Point placement records
>> start

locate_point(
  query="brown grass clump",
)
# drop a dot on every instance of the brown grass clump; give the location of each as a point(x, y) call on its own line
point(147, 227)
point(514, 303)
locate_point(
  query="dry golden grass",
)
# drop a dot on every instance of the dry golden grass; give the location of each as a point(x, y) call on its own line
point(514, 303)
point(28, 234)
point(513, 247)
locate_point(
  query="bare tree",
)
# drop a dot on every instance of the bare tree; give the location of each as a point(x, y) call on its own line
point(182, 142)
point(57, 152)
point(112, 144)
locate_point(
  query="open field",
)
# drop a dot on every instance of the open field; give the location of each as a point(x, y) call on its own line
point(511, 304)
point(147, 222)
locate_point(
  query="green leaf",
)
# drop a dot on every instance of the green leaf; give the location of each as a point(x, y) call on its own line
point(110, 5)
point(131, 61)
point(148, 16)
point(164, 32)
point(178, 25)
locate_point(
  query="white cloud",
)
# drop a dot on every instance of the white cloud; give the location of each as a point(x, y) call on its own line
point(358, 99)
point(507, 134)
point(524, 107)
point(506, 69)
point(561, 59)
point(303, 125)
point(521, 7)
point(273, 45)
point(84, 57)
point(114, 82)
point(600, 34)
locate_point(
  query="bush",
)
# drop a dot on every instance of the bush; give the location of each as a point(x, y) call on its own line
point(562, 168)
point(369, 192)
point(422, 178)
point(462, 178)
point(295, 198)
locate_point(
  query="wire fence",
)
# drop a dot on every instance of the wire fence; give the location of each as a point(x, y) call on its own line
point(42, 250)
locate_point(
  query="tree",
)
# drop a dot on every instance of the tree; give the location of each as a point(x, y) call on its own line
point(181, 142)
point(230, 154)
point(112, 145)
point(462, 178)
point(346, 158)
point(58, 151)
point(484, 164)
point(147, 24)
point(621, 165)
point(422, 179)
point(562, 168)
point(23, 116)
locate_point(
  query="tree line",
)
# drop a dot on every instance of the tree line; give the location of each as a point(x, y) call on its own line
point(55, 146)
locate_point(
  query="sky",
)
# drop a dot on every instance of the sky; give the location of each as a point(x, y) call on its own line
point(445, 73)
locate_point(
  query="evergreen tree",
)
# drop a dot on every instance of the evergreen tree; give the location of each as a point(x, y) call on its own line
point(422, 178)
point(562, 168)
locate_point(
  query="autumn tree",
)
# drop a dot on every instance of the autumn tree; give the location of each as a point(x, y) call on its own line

>> end

## Given request
Without changing a word, restate the whole listing.

## Exercise result
locate_point(
  query="brown grass clump",
)
# drop a dot on every instance of the brown grass clump; give the location of each as a point(x, y) call on its own line
point(147, 227)
point(514, 303)
locate_point(
  query="dry golden grass",
)
# drop a dot on every instance of the dry golden grass; give the location of each as a point(x, y) call on its own line
point(514, 303)
point(28, 234)
point(513, 247)
locate_point(
  query="bare tree",
)
# drop a dot on every instance of the bare tree; give the location of each as a point(x, y) call on its own line
point(182, 142)
point(57, 152)
point(112, 144)
locate_point(
  query="open field",
)
# drop a dot on every instance of the open field; give the location of each as a point(x, y) call on its own line
point(511, 304)
point(147, 222)
locate_point(
  query="green leaf",
)
# drop a dot on every instance of the green leaf; give the location of each as a point(x, y) call on its own line
point(110, 5)
point(131, 61)
point(148, 16)
point(164, 32)
point(178, 25)
locate_point(
  query="white cloud",
)
# drop a dot on every instance of the white cloud; give the location of each as a point(x, y) call on its own line
point(358, 99)
point(507, 134)
point(524, 107)
point(506, 69)
point(561, 59)
point(303, 125)
point(521, 7)
point(273, 45)
point(84, 57)
point(114, 82)
point(600, 34)
locate_point(
  query="bush",
)
# drop a dot on every instance of the bush; give the location of each as a point(x, y) call on its own line
point(562, 168)
point(369, 192)
point(422, 178)
point(462, 178)
point(295, 198)
locate_point(
  query="wire fence",
)
# drop a dot on every instance of the wire fence; give the location of each as a point(x, y) call on its own line
point(42, 250)
locate_point(
  query="tree",
)
# drop a dot on every instance of the tree; give the location of each as a point(x, y) call on its own line
point(181, 142)
point(230, 154)
point(112, 145)
point(462, 178)
point(346, 158)
point(58, 151)
point(484, 164)
point(147, 24)
point(621, 165)
point(422, 179)
point(562, 168)
point(23, 116)
locate_point(
  query="tree line",
)
# drop a dot on every instance of the tree line; give the location of each as a point(x, y) call on its own line
point(55, 146)
locate_point(
  query="sky",
)
# drop a dot on every instance of the sky; give the location of each as a point(x, y) call on its own line
point(445, 73)
locate_point(
  query="evergreen tree",
)
# drop a dot on every instance of the evergreen tree; give the location of each as a point(x, y) call on its own line
point(422, 178)
point(562, 168)
locate_point(
  query="autumn tree",
)
# drop a dot on every instance of the autumn tree; give the location of each as a point(x, y) call on its own line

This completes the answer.